→ Text section
───
Before we get into our case, here is a very brief history of the RFRA and how it has changed over time, both in district courts and the Supreme Court (if you are well versed in the case studies handling the RFRA, feel free to jump to the “Facts” section).  

First, let’s examine Sherbert v. Verner; the government denied a claimant unemployment compensation benefits for failure to accept available work because she had declined to work on Saturdays for religious reasons. The Court reasoned that if a generally applicable law imposes a religious burden on an individual, that person could seek an exemption from the law unless the government can show that the burden was justified by a compelling government interest, which is a high standard to meet. From this case courts began applying “The Sherbert Test” which places a greater burden on the state to prove that they have a “compelling interest” that outweighs the interest of a citizen. A “compelling interest” test when dealing with the First Amendment takes into consideration public health and safety to justify restricting or infringing on a citizen’s religious free-exercise rights. 

The Court, however, changed this framework in Employment Division v. Smith, when it held that the free exercise clause does not exempt individuals from following generally applicable laws and does not require the government to show a compelling interest in applying laws to a particular individual. In Smith, two members of the Native American Church were denied unemployment benefits after they were fired for ingesting peyote as part of a religious ceremony. The Court held that religious exemptions from generally applicable laws should come from the legislative process. Nonetheless, even after Smith, the Supreme Court still requires the application of the compelling interest test in free exercise cases involving government action that intentionally (rather than incidentally) burdens religious exercise and in cases involving religious exemptions in programs that allow for individualized assessments.
───
→ Material supplied
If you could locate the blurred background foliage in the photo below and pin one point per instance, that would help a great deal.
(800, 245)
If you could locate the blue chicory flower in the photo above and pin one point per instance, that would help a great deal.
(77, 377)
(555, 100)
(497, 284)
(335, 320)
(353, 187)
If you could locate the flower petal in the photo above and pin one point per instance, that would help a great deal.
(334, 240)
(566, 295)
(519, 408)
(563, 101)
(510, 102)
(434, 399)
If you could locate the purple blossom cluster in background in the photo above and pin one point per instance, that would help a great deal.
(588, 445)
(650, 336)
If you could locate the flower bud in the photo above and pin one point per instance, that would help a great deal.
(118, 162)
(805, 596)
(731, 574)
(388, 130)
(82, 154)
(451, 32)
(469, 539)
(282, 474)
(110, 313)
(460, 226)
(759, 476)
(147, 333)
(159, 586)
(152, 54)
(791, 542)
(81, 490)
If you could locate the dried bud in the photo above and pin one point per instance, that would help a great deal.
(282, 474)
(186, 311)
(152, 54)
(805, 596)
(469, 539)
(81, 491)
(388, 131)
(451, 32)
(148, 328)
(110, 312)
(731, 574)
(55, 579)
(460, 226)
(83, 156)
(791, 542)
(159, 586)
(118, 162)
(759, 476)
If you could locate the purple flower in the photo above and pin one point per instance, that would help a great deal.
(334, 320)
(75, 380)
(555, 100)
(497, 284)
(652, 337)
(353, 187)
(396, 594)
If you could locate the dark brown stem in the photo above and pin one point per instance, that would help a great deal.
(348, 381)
───
→ Exercise details
Please answer from the RFRA history text: why were the two members of the Native American Church in Employment Division v. Smith fired?

→ Exercise response
They were fired for ingesting peyote as part of a religious ceremony.